Stated task:
Reproduce every line of the items below word for word, omitting the pictures.

Given data:
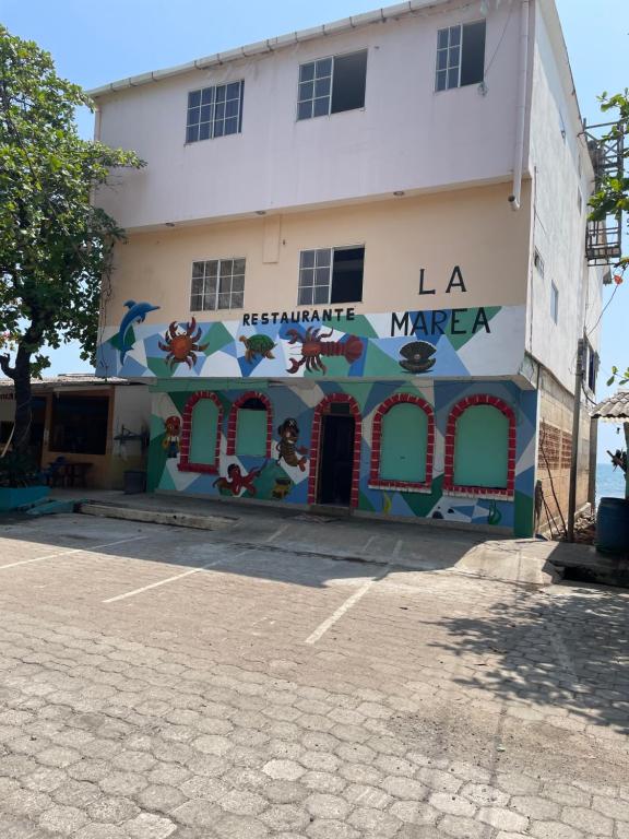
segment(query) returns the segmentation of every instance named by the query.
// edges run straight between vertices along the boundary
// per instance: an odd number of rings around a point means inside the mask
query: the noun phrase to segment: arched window
[[[180,472],[218,472],[223,405],[215,393],[202,390],[183,409]]]
[[[513,410],[497,397],[467,397],[448,418],[443,489],[502,497],[513,495],[514,482]]]
[[[407,492],[429,491],[432,481],[435,415],[411,393],[396,393],[376,411],[369,485]]]
[[[227,454],[271,457],[273,413],[263,393],[245,393],[232,405]]]

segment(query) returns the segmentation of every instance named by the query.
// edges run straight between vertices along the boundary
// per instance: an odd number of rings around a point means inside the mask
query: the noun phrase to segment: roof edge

Exercise response:
segment(query) returns the segmentation of every instance named by the query.
// edges run straight between vertices along the boundary
// per instance: an odd number of rings around a point means inside the mask
query: the noun phrase to segment: arched window
[[[180,472],[218,472],[223,405],[215,393],[202,390],[183,409]]]
[[[513,410],[497,397],[467,397],[448,418],[443,489],[502,497],[513,495],[514,482]]]
[[[407,492],[429,491],[432,481],[435,415],[411,393],[396,393],[376,411],[369,485]]]
[[[227,454],[271,457],[273,413],[263,393],[245,393],[232,405]]]

segment(query) returns the segmentation of every instance named by the query.
// edges run straight between vertices along the boundary
// per instance: an odd number of rings around a point means inside the mask
query: the noun phrase to segment: roof edge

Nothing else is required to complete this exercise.